### GIVEN PASSAGE
========================================================================
"Fifty-Sixty" is a song by French singer Alizée. It was released as the second single from the album Psychédélices on February, 2008. "Fifty Sixty" was the first song from the album to be leaked in the Internet.

Music and Lyrics
The music was composed by Alizée's husband, Jérémy Chatelain, with lyrics by him and Jean Fauque. The chords of the chorus follow a standard i - bVI - bIII - bVII progression. The music includes many computer effects, without having been considered completely electronic. The lyrics to Fifty-Sixty tell, in personal and metaphorical manner, of a young model under the guidance of Andy Warhol, possibly inspired by real-life story of Edie Sedgwick. The song ends with a reiteration of how she foolishly believed Andy thought that she was the most beautiful model of all.

Music video
The music video was directed by French director Yanick Saillet. It was released in early May 2008. It was released in black and white and features some colorful special effects.
========================================================================
[Stored items]
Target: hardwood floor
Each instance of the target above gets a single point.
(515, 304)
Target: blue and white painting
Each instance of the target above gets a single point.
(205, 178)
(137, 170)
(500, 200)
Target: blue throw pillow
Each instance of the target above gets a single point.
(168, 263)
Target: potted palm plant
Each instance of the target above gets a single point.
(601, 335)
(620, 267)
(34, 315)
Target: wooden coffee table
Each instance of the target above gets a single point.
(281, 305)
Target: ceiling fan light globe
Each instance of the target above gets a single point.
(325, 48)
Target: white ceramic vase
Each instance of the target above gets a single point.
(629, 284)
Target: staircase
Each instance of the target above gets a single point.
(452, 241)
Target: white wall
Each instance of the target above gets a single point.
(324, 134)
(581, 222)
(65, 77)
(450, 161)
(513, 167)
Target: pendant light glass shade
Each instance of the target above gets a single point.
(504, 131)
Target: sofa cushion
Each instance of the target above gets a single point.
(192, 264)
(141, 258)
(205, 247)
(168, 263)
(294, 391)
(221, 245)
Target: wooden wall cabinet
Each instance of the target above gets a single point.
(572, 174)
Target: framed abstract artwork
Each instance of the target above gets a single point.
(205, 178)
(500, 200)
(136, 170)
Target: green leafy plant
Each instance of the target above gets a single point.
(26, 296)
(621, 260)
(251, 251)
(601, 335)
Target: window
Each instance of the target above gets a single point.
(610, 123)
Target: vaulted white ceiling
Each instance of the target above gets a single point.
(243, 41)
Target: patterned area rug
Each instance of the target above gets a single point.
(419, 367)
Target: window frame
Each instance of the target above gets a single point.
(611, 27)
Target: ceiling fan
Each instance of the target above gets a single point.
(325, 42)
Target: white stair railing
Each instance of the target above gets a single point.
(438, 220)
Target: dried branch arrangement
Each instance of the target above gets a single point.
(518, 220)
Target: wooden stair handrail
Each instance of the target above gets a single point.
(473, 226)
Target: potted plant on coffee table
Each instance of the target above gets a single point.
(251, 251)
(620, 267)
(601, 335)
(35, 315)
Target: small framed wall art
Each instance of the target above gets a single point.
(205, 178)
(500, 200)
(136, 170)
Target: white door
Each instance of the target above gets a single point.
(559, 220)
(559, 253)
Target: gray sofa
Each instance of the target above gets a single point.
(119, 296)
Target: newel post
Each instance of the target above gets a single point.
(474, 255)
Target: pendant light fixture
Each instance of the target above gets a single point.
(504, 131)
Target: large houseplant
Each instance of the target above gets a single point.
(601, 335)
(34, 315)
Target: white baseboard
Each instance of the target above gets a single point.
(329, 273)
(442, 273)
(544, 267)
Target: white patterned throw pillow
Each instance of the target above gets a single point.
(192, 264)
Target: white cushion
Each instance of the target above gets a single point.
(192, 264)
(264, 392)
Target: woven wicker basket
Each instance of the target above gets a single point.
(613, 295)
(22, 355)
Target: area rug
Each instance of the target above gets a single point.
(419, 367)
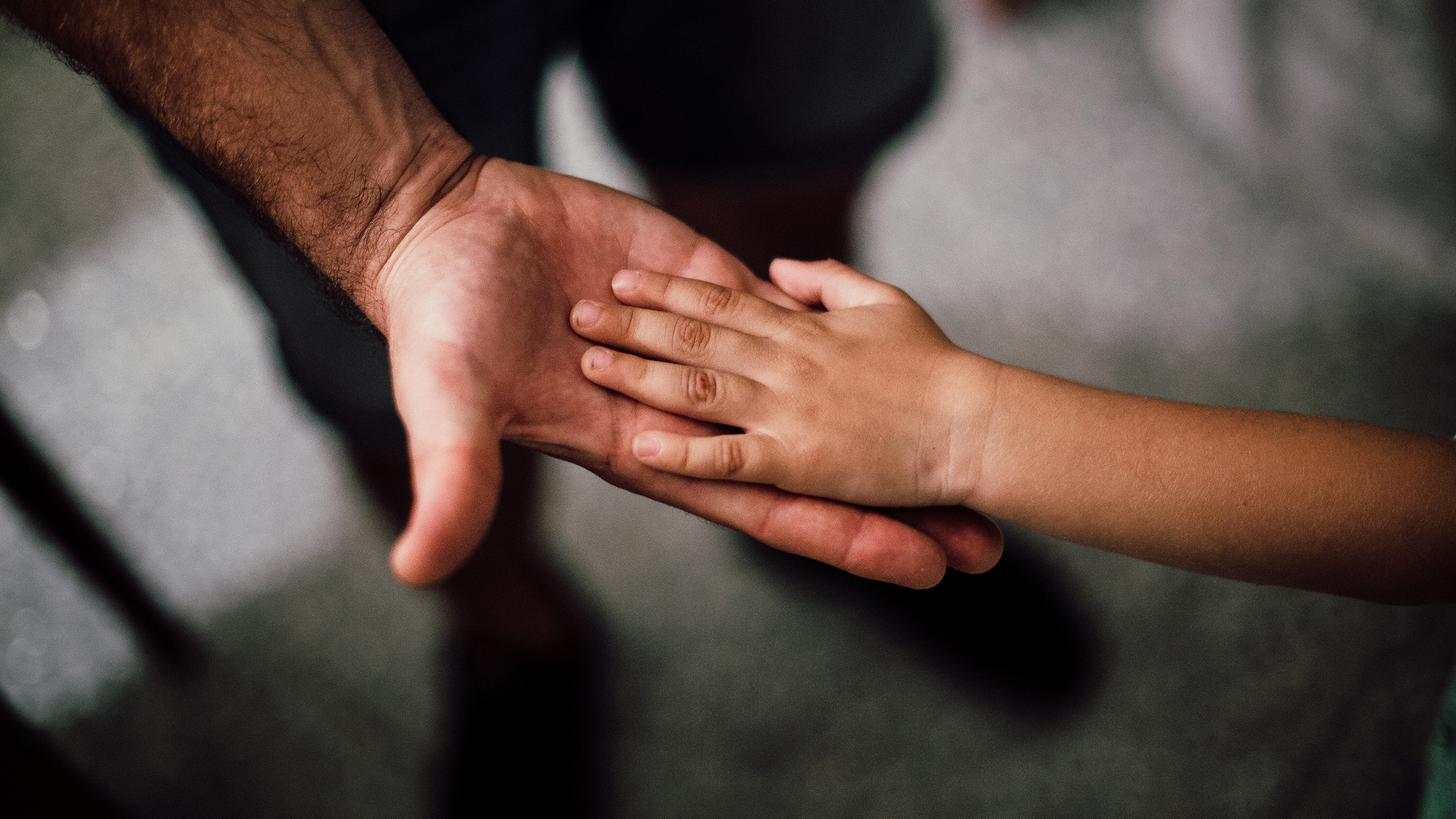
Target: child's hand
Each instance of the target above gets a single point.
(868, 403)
========================================================================
### TASK
Copy the portion of the passage about the song "Fifty-Sixty" that begins at the words "Music and Lyrics" and stops after the words "colorful special effects.". The material stands apart from the passage about the song "Fifty-Sixty."

### RESPONSE FOR THIS EXERCISE
Music and Lyrics
The music was composed by Alizée's husband, Jérémy Chatelain, with lyrics by him and Jean Fauque. The chords of the chorus follow a standard i - bVI - bIII - bVII progression. The music includes many computer effects, without having been considered completely electronic. The lyrics to Fifty-Sixty tell, in personal and metaphorical manner, of a young model under the guidance of Andy Warhol, possibly inspired by real-life story of Edie Sedgwick. The song ends with a reiteration of how she foolishly believed Andy thought that she was the most beautiful model of all.

Music video
The music video was directed by French director Yanick Saillet. It was released in early May 2008. It was released in black and white and features some colorful special effects.